** Text section follows **

Mr Palmer said: “We were hit by the side of the car which must have been going at between 40 and 50 miles per hour.

“I threw myself between the car and the children and it hit me in the face. I wasn’t worried about myself.

“Charlie did the same and he took the car in his chest. Charlie saved my daughter, and I owe him my life for what he did for my children.”

After the car eventually stopped in the bushes, Mr Palmer picked himself up and checked on his children before worrying about his own injuries.

“I was more worried about my children than about my own safety,” he said.

Mr Palmer added: “It was hammering it down with rain and anyone who is driving should know the conditions are very different when it is raining.”

Mr Fisher, 24, from Berinsfield, said: “I have not got children myself but I am sure Mark would have done the same thing in my position.

“You don’t really have time to think in that situation, you just act. If I die saving a child’s life that’s a pretty good way to go.

** End of Text section **
** Provided records follows **

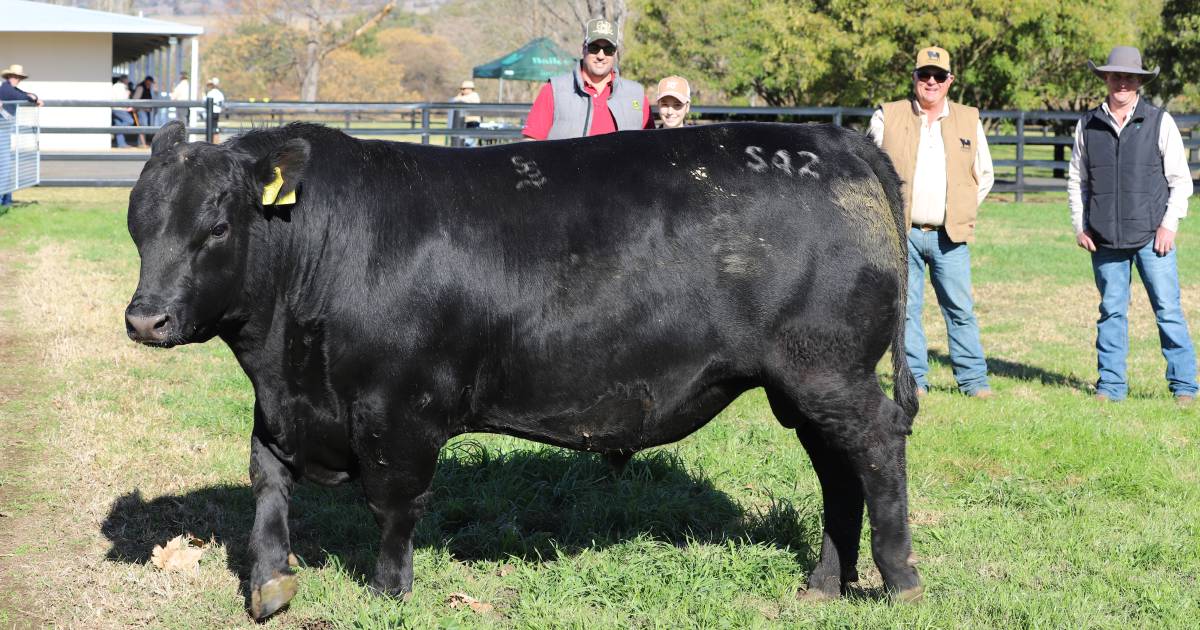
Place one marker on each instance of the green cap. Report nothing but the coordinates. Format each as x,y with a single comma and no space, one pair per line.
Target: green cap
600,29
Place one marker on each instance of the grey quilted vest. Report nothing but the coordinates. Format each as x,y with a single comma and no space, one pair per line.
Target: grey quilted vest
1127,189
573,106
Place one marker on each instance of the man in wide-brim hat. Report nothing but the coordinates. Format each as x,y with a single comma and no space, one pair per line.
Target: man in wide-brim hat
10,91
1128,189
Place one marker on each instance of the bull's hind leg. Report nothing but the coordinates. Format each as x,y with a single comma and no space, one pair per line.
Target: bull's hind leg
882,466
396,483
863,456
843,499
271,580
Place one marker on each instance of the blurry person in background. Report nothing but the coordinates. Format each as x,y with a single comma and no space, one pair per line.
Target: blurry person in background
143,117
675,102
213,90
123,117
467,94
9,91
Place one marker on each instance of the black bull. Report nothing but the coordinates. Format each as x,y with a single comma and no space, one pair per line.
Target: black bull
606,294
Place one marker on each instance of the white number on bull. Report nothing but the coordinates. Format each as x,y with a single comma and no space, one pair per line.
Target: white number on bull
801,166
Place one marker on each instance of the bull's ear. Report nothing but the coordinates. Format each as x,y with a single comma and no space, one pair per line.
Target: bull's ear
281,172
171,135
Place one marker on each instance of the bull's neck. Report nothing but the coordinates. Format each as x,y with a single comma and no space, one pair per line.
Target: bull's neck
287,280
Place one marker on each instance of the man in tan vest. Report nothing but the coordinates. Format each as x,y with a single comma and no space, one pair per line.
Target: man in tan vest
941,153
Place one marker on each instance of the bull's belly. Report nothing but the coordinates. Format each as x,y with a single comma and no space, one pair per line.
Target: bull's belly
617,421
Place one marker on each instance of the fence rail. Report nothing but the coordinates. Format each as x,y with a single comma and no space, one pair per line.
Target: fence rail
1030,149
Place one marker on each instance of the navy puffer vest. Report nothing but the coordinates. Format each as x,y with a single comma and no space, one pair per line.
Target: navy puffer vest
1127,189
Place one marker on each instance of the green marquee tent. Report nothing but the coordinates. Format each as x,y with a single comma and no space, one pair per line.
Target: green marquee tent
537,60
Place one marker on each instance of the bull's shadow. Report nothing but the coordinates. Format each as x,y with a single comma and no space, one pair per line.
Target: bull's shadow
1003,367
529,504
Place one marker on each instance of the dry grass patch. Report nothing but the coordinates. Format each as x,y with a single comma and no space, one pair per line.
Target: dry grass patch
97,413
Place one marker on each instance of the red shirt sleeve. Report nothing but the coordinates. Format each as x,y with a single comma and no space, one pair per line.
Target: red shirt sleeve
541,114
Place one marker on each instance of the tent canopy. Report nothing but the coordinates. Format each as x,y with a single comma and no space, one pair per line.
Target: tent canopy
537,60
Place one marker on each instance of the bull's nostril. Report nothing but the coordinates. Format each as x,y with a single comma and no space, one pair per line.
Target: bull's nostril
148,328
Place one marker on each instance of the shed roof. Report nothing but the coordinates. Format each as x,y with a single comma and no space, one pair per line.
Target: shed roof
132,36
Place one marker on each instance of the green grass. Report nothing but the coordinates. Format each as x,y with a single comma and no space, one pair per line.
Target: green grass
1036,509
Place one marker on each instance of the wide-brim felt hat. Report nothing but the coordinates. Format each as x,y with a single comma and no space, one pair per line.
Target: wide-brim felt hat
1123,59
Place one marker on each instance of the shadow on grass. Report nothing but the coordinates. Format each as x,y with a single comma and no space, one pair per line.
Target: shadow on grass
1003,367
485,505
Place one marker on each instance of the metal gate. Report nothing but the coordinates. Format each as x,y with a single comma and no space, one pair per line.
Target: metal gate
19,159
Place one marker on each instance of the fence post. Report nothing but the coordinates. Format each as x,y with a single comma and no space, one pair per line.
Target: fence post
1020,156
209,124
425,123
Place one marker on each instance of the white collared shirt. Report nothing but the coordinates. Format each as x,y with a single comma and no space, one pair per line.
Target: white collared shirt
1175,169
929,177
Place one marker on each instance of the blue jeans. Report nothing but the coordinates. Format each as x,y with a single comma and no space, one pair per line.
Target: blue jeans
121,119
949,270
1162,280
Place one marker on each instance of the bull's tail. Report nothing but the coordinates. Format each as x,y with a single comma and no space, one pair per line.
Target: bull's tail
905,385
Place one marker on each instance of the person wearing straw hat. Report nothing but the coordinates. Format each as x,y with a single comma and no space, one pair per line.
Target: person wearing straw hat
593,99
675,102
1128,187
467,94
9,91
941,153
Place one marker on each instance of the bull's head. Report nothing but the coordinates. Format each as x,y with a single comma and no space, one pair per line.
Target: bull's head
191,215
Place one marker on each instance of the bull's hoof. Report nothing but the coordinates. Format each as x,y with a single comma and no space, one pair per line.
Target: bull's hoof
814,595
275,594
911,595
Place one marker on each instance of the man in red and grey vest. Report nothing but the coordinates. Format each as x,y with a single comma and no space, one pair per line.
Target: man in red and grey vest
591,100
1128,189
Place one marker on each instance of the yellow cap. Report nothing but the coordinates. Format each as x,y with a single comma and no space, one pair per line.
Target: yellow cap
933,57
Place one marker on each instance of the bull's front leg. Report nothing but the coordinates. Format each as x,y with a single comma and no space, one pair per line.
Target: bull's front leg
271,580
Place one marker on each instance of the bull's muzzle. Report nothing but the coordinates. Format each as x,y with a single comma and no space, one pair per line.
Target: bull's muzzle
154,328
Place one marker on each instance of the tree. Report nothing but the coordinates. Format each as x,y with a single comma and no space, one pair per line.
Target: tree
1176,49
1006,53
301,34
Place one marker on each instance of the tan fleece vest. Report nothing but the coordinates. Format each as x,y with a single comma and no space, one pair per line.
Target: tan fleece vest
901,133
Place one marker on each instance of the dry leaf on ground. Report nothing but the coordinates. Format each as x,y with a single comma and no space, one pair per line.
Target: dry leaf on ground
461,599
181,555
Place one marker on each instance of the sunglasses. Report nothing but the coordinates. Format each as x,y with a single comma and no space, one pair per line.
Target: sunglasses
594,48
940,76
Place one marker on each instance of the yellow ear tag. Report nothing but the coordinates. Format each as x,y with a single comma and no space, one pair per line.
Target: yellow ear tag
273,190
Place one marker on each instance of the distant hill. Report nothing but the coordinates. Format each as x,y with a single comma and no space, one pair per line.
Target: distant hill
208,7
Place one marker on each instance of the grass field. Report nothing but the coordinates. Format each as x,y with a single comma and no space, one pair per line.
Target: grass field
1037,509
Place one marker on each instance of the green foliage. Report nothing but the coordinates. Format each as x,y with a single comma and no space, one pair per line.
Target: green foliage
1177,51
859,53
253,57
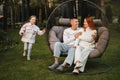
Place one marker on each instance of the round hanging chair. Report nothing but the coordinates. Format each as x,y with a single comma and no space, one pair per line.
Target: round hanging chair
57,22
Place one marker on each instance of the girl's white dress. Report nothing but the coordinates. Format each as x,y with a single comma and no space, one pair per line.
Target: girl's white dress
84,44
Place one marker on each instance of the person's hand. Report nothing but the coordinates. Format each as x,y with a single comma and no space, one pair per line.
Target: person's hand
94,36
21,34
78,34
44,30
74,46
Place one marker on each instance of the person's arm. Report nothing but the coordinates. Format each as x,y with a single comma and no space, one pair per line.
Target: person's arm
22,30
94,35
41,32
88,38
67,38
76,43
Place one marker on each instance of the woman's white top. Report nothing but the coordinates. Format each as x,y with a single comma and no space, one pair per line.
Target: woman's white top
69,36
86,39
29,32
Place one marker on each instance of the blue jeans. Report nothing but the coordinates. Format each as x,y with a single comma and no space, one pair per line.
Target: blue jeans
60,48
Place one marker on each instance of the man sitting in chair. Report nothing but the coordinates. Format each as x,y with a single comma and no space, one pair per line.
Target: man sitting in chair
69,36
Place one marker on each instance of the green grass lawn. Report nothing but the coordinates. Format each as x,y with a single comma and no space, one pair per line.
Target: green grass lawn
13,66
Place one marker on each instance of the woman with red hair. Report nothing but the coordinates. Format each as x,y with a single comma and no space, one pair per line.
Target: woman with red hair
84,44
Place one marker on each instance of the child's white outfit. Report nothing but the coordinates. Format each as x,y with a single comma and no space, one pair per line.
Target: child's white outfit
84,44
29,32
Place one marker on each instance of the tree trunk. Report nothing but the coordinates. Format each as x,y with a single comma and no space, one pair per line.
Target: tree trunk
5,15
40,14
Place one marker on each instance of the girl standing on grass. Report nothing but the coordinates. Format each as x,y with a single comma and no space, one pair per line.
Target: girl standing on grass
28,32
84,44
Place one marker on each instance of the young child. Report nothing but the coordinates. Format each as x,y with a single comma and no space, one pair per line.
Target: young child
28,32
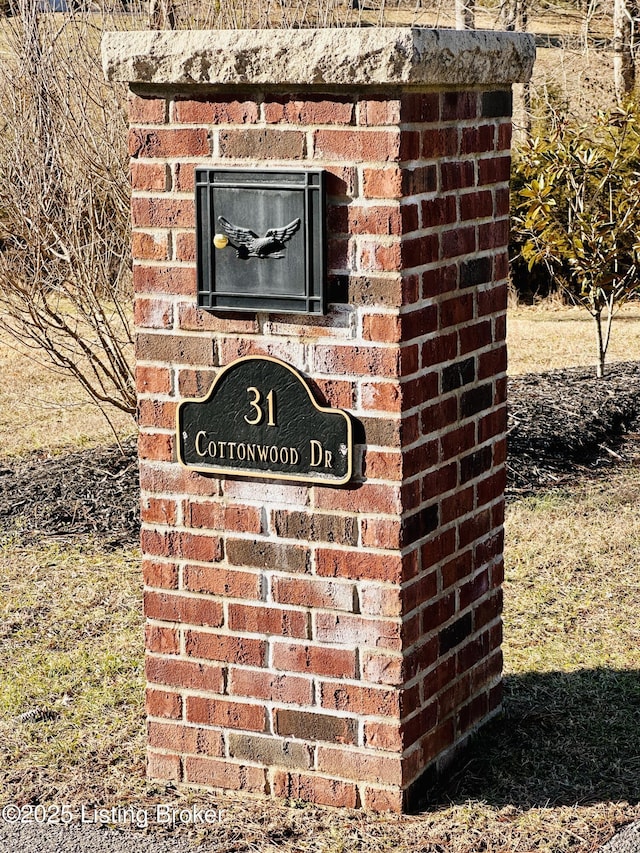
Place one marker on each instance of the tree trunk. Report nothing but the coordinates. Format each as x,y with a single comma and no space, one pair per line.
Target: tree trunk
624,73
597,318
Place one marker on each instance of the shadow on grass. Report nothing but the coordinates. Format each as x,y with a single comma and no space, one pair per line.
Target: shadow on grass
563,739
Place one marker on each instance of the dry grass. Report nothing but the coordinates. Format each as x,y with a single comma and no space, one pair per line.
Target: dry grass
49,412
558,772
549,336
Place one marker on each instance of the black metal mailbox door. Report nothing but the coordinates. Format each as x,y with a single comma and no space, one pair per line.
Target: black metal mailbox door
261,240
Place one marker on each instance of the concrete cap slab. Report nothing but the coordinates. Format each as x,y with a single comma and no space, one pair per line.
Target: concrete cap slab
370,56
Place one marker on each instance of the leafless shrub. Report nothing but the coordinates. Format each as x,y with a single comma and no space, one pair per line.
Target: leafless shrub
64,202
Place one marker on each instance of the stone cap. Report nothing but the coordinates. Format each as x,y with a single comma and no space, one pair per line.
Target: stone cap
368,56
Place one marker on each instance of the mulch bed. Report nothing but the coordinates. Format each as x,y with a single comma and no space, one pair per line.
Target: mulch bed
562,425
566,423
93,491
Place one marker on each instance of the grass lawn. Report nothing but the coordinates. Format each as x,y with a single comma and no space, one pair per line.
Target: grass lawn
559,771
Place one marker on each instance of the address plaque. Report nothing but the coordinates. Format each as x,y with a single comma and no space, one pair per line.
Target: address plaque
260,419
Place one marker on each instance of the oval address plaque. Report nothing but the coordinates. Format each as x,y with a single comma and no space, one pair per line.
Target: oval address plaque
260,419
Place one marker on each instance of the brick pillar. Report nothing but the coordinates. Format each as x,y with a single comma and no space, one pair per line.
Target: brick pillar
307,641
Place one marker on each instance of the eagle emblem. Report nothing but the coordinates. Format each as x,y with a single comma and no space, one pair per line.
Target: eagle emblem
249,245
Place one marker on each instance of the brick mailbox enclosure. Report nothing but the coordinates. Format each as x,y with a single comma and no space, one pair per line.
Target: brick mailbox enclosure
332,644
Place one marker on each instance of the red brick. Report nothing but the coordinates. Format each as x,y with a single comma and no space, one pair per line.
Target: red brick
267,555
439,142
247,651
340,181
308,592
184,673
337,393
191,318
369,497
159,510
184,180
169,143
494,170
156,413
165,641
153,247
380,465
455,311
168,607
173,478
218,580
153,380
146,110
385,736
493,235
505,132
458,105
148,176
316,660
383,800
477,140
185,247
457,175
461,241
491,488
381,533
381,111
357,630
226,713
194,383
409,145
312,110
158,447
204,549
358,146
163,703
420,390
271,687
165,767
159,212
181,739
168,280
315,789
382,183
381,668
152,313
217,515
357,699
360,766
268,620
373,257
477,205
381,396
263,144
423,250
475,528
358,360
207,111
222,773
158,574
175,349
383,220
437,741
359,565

** End of Provided records **

**Assigned task 1:**
Write out everything in the car crash report from "Mr Fisher, 24, from" down to "good way to go.".
**Assigned task 2:**
Answer these questions about the car crash report:
(a) How fast did Mr Palmer say the car must have been going?
(b) Where did the car eventually stop?
(c) How old is Mr Fisher?
**Assigned task 3:**
Can you continue the news report about the car crash after its last sentence?

**Exercise result 1:**
Mr Fisher, 24, from Berinsfield, said: “I have not got children myself but I am sure Mark would have done the same thing in my position.

“You don’t really have time to think in that situation, you just act. If I die saving a child’s life that’s a pretty good way to go.

**Exercise result 2:**
(a) Between 40 and 50 miles per hour.
(b) In the bushes.
(c) 24.

**Exercise result 3:**
“I am still a bit shocked about it and have not slept very much since Saturday.”

Three-year-old Logan was left with grazes to his face, four-year-old Kitlyn has bruises on her head, and nine-year-old Chloe, who goes to Rose Hill Primary School, has bruises on her back and legs.

They were taken to the John Radcliffe Hospital on Saturday evening and did not leave until Sunday afternoon. Though Mr Palmer was discharged earlier he stayed to be with his children.

Mr Fisher was not taken to hospital at first but then went on Sunday.

Thames Valley Police has described the accident as a “minor injury collision” after being given information by the hospital.

In law, a person is driving carelessly when their driving falls “below the minimum acceptable standard expected of a competent and careful driver”.

A dangerous driver is someone whose driving falls “far below” this standard and whose driving would be obviously dangerous to a “competent and careful driver”.